▸ EXTRAIT CHOISI:
________________________

Présentation de l'éditeur:
Pendant l’été 1972, Reykjavík est envahi par les touristes venus assister au championnat du monde d’échecs qui oppose l’Américain Fischer et le Russe Spassky. L’Américain se conduit comme un enfant capricieux et a de multiples exigences, le Russe est accueilli en triomphe par le parti communiste islandais, le tout sur fond de guerre froide.
Au même moment un jeune homme sans histoire est poignardé dans une salle de cinéma, le magnétophone dont il ne se séparait jamais a disparu. L’atmosphère de la ville est tendue, électrique. Le commissaire Marion Briem est chargé de l’enquête au cours de laquelle certains éléments vont faire ressurgir son enfance marquée par la tuberculose, les séjours en sanatorium et la violence de certains traitements de cette maladie, endémique à l’époque dans tout le pays. L’affaire tourne au roman d’espionnage et Marion, personnage complexe et ambigu, futur mentor d’Erlendur, est bien décidé à trouver le sens du duel entre la vie et la mort qui se joue là.
Je n'avais jamais lu de roman d'Arnaldur Indridason et je ne connaissais que de nom sa série d'enquête d'Erlendur. Les noms suffisamment exotiques pour me croire dans une histoire de viking -THOR, MARTEAU...hum désolée, encore traumatisée par Thor 2 ou blondinet a encore oublié son cerveau - conjugué au fait que le livre abordait la guerre froide à travers le prisme de la partie d'échec entre Spassky et Fisher m'ont convaincue de le lire. Et puis ce n'est pas comme si je n'aimais pas les polars nordiques et que Le duel est un prequel à la série des Erlendur....Comment ça des excuses?

________________________

Recopiez mot pour mot le passage de l'extrait choisi qui commence à « Je n'avais jamais » et se termine à « ça des excuses? ». Les données n'ont aucun rôle à jouer ici.

________________________

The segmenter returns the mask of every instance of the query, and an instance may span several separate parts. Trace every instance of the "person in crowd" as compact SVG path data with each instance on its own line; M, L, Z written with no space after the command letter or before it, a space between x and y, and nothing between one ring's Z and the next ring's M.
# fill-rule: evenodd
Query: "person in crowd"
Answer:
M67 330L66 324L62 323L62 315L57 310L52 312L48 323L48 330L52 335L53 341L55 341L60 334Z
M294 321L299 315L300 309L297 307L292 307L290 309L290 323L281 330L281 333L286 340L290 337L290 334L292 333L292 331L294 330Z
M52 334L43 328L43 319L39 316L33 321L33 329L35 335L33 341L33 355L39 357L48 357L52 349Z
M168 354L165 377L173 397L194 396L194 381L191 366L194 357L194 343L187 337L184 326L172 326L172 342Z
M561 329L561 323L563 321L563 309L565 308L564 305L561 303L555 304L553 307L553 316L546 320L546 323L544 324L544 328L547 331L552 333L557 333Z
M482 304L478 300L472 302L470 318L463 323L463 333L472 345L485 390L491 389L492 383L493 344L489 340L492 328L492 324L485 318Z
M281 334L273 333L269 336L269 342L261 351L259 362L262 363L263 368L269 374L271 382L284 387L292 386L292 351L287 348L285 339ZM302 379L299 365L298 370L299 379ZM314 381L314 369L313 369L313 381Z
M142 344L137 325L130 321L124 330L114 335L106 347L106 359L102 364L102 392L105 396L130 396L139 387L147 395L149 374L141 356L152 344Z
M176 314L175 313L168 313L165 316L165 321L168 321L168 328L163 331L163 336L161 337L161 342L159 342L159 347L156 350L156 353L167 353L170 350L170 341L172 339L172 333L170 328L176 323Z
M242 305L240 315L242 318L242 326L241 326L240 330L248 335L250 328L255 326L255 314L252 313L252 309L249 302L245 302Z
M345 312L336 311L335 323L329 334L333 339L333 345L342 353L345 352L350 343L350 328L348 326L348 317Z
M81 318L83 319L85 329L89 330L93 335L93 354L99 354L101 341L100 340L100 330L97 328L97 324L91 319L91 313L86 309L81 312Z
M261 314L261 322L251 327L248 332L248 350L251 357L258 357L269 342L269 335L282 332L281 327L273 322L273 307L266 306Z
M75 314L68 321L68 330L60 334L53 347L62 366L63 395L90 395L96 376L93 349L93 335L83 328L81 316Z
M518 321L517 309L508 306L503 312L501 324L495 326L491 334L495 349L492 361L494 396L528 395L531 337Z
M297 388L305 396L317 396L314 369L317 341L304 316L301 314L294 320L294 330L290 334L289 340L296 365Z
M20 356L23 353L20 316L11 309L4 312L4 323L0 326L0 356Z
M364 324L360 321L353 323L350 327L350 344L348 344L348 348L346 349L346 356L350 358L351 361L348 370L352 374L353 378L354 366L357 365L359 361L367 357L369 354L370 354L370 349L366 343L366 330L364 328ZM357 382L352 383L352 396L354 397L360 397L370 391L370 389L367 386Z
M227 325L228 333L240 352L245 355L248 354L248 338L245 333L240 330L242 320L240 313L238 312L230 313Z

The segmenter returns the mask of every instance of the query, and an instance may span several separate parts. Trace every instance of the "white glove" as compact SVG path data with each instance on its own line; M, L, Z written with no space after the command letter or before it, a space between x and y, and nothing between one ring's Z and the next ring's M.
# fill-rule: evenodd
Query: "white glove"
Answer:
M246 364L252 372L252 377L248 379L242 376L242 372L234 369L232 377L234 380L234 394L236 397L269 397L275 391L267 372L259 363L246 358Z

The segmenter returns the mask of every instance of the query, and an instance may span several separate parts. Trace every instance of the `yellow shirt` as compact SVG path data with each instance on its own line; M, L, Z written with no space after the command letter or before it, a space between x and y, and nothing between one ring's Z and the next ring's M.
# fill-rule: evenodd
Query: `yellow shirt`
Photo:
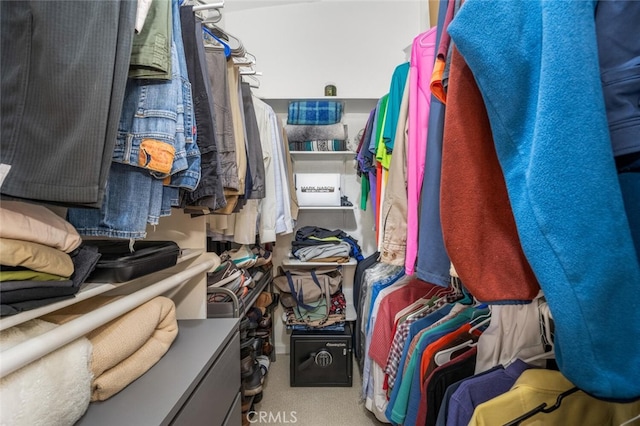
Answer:
M573 388L559 371L530 369L520 375L508 392L476 407L469 425L504 425L543 402L550 407L558 395ZM619 404L593 398L583 391L562 399L551 413L537 413L521 425L605 426L620 425L640 413L640 401Z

________________________

▸ RÉPONSE PROPOSÉE:
Je n'avais jamais lu de roman d'Arnaldur Indridason et je ne connaissais que de nom sa série d'enquête d'Erlendur. Les noms suffisamment exotiques pour me croire dans une histoire de viking -THOR, MARTEAU...hum désolée, encore traumatisée par Thor 2 ou blondinet a encore oublié son cerveau - conjugué au fait que le livre abordait la guerre froide à travers le prisme de la partie d'échec entre Spassky et Fisher m'ont convaincue de le lire. Et puis ce n'est pas comme si je n'aimais pas les polars nordiques et que Le duel est un prequel à la série des Erlendur....Comment ça des excuses?